§ **ASSIGNED TASK**: Search the records for the word "eyeglasses" and copy every line in which it occurs.

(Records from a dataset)
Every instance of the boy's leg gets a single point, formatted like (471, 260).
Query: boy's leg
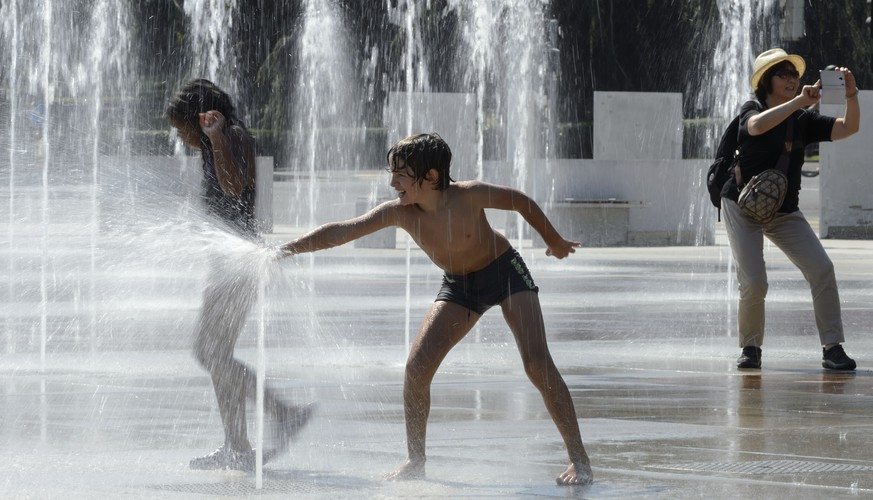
(443, 327)
(524, 317)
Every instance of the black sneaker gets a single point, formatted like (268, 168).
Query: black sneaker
(751, 357)
(835, 358)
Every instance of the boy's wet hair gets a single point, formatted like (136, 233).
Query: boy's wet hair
(199, 96)
(420, 153)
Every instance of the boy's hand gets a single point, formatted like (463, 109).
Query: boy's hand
(284, 251)
(562, 249)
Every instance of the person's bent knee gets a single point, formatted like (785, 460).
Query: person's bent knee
(754, 291)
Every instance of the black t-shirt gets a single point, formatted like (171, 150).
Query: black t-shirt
(761, 152)
(237, 211)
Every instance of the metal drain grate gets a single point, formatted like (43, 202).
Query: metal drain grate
(769, 467)
(247, 488)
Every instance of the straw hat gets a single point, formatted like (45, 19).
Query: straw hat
(772, 57)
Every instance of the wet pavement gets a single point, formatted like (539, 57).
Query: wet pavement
(643, 337)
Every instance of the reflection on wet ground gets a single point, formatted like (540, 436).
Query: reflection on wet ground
(641, 335)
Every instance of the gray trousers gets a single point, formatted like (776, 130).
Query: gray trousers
(792, 234)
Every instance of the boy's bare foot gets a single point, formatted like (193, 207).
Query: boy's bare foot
(577, 473)
(286, 429)
(412, 469)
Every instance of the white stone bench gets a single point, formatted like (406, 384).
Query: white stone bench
(594, 222)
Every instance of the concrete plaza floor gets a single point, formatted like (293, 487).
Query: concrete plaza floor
(643, 337)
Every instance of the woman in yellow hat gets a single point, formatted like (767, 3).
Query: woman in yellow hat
(763, 137)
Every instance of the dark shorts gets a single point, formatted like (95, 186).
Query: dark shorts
(480, 290)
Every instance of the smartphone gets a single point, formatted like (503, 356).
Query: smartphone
(833, 87)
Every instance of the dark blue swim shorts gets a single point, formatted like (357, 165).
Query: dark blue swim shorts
(480, 290)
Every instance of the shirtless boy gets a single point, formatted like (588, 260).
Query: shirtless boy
(447, 220)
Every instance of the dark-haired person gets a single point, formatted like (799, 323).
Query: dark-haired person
(205, 119)
(447, 220)
(781, 98)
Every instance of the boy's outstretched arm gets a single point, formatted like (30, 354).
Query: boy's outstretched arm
(339, 233)
(506, 198)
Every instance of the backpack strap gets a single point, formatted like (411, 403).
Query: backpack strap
(782, 163)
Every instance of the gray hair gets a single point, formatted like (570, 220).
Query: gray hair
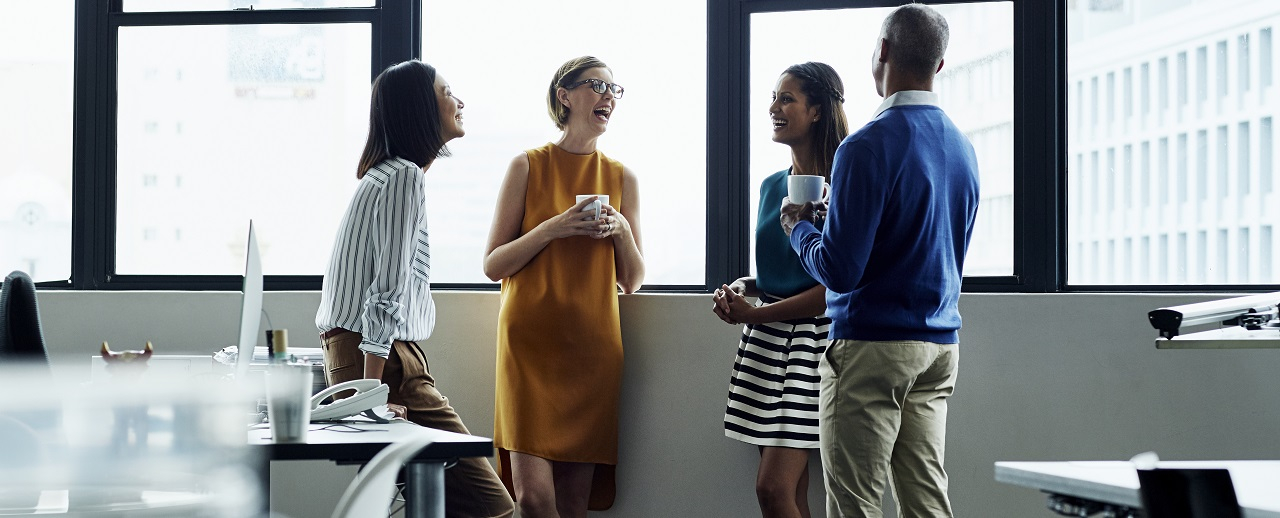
(918, 37)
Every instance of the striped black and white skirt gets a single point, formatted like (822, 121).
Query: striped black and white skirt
(773, 389)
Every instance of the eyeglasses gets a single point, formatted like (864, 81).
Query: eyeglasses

§ **EXERCISE OUTPUT**:
Every instance of the eyeglasses gets a single point, formatted like (864, 81).
Query: eyeglasses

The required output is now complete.